FRAGMENTO DEL DOCUMENTO »
━━━━

Estados Unidos, 2008



Largometraje de animación dirigido por Andrew Stanton.



Ya es un lugar común, pero hay que volver a decirlo: Pixar lo hizo de nuevo. Es que otra vez, como casi siempre en su escasa pero rica filmografía, estos estudios han llevado la animación infantil a la categoría de arte, a la altura de los grandes maestros como Hayao Miyazaki, el autor de El viaje de Chihiro y El increíble castillo vagabundo.

La nueva criatura prodigio de los creadores de Buscando a Nemo y Ratatouille es un robotito, muy parecido a Cortocircuito, que habita un planeta Tierra que, siete siglos después del presente, se ha convertido en un gigantesco basural inhabitable para los seres humanos. Estos se han ido al espacio, dejando por error encendido a WALL-E, cuya única misión es compactar los residuos y acomodarlos apropiadamente.

━━━━

DATOS MOSTRADOS »
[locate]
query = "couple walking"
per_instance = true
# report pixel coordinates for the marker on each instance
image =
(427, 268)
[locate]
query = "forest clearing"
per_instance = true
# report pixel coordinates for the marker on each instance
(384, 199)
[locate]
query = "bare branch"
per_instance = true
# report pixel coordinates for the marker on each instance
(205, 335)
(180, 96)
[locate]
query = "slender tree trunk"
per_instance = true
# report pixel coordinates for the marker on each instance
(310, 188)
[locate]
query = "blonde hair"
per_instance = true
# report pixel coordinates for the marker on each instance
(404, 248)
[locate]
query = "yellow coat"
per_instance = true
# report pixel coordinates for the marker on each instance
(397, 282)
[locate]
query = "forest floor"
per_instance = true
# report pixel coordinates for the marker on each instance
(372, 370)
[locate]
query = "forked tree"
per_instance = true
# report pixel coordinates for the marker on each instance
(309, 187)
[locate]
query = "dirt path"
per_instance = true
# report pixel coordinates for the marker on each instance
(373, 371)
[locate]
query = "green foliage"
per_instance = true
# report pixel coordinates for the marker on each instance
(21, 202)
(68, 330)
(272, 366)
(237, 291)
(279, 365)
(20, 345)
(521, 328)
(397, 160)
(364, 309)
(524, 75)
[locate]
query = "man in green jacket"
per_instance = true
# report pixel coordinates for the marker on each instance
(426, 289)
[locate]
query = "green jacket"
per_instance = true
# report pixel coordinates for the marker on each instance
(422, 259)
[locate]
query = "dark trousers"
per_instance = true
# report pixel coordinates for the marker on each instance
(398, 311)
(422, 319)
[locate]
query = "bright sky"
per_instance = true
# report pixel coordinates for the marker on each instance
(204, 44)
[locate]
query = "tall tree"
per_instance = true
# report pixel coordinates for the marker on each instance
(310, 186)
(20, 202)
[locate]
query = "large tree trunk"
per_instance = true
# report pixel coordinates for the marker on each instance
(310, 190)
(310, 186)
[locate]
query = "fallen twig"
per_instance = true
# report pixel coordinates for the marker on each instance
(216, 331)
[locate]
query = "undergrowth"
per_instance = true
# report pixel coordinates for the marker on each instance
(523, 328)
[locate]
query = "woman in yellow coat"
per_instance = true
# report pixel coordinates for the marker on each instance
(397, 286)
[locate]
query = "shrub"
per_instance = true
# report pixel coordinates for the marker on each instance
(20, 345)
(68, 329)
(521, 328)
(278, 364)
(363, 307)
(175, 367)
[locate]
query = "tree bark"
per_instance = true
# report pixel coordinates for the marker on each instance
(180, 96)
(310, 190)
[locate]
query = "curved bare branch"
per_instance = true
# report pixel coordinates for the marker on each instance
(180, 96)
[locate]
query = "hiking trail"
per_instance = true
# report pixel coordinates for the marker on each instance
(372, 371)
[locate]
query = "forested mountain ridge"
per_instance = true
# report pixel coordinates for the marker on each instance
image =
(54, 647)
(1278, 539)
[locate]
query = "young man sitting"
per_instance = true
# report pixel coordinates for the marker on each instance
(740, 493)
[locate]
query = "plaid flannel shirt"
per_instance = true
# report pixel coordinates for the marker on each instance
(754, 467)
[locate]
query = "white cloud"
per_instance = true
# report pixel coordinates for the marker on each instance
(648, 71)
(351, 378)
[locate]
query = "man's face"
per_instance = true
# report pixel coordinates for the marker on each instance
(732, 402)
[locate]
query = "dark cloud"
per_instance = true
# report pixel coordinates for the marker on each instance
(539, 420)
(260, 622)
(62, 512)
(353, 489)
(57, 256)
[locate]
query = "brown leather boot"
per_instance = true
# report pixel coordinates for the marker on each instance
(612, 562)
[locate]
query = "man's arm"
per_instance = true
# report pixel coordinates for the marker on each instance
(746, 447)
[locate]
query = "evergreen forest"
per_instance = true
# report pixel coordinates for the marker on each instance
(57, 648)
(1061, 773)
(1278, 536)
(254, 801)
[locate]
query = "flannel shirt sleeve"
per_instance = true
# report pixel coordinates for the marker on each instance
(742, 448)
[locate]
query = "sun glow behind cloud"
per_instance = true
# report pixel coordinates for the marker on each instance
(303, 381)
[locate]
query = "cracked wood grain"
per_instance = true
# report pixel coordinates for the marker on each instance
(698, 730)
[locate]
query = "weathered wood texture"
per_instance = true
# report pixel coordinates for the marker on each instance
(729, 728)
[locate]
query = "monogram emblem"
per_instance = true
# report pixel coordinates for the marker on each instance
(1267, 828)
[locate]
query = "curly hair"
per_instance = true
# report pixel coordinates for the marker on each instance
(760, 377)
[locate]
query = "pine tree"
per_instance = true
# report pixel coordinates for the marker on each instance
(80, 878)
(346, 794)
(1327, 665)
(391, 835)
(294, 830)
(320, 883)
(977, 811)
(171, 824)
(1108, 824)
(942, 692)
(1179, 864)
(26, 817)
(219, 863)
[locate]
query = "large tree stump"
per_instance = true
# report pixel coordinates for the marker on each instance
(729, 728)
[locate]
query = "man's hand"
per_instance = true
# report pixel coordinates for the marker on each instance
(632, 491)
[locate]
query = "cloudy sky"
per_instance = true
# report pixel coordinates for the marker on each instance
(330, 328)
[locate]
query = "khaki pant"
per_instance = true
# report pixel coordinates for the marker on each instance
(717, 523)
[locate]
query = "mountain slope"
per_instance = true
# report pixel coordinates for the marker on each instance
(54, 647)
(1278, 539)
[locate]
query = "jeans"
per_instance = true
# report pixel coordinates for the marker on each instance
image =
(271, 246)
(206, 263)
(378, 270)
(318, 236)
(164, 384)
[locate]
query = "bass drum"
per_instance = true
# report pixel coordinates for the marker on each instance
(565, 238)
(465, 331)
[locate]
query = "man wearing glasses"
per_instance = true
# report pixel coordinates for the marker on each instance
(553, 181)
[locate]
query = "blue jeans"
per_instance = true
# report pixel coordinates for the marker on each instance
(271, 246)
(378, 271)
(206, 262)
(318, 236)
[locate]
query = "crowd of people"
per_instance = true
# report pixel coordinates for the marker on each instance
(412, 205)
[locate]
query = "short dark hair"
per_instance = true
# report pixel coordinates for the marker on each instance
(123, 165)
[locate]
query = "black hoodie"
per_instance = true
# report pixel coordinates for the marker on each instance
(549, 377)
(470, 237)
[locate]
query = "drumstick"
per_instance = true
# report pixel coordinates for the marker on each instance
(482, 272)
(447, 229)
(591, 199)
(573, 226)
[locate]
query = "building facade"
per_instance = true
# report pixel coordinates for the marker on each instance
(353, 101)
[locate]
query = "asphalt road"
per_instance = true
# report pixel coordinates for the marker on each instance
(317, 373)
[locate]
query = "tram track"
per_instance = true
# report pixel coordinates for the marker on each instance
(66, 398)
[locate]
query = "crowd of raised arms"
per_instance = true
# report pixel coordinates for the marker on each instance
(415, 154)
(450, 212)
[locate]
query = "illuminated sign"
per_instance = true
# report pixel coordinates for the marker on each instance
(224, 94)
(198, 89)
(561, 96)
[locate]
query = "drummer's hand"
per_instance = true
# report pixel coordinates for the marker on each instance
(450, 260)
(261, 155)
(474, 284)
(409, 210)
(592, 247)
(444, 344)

━━━━

QUÉ HARÁS »
Por favor, repite literalmente el pasaje de la reseña de WALL-E que va desde "Estados Unidos, 2008" hasta "increíble castillo vagabundo.", ambos incluidos. Los registros son material independiente de la reseña de WALL-E.

RESULTADO DE LA TAREA »
Estados Unidos, 2008



Largometraje de animación dirigido por Andrew Stanton.



Ya es un lugar común, pero hay que volver a decirlo: Pixar lo hizo de nuevo. Es que otra vez, como casi siempre en su escasa pero rica filmografía, estos estudios han llevado la animación infantil a la categoría de arte, a la altura de los grandes maestros como Hayao Miyazaki, el autor de El viaje de Chihiro y El increíble castillo vagabundo.